### Data supplied
====
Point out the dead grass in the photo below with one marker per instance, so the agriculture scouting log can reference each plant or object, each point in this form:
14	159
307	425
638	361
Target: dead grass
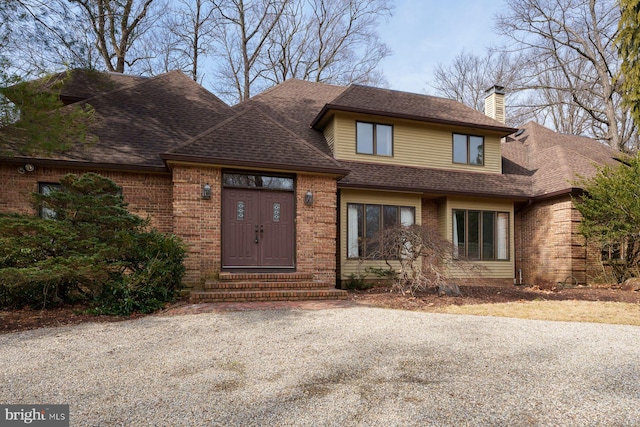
568	311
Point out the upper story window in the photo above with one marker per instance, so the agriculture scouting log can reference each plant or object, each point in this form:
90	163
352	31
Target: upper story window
468	149
480	235
374	138
47	188
365	223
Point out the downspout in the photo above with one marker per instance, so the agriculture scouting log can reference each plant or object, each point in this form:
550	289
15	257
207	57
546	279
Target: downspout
518	280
====
### Aim of the exercise
Copy out all the records above word for word, leaving out the pictures.

### Task result
Point out the dead grass in the photo below with one marker per instance, so the agriculture scouting log can reference each plant or object, each point in this form:
14	159
307	425
638	361
Target: dead grass
568	311
Point out the upper story window in the photo above with one marker per instance, so the agriculture scouting log can reference each plant or object, each point in this form:
90	163
352	31
Target: upper story window
468	149
480	235
374	138
47	188
365	223
Point out the downspout in the photo above with one marker per instance, so the agriculture scouting log can reference each plant or object, each point in this form:
550	289
15	257
207	57
546	279
Target: downspout
518	280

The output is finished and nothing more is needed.